Region pointing data
════
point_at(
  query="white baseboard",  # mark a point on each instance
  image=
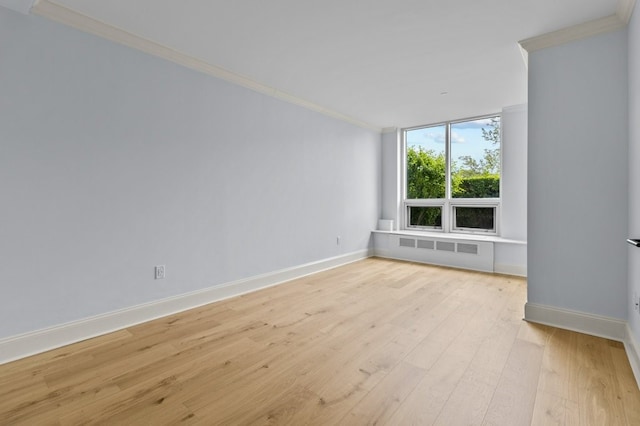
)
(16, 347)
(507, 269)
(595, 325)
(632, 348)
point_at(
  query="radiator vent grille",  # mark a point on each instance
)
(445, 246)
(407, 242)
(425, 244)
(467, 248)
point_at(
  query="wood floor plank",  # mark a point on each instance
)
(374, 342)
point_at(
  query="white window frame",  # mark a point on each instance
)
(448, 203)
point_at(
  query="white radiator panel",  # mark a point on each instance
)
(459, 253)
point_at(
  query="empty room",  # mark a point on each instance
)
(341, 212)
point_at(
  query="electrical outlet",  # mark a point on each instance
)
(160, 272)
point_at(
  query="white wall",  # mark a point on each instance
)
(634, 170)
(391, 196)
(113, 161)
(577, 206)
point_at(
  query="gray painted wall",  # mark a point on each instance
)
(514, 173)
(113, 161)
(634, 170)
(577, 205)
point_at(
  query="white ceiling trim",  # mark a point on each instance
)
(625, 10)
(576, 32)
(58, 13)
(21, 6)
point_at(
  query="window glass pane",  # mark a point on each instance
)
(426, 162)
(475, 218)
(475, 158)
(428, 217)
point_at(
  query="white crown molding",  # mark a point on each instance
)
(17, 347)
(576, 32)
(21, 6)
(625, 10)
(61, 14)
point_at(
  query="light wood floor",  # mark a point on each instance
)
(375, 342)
════
EXERCISE INSTRUCTIONS
Answer with one number only: how many lines above contain the word "window".

ANSWER TO THIS PROBLEM
2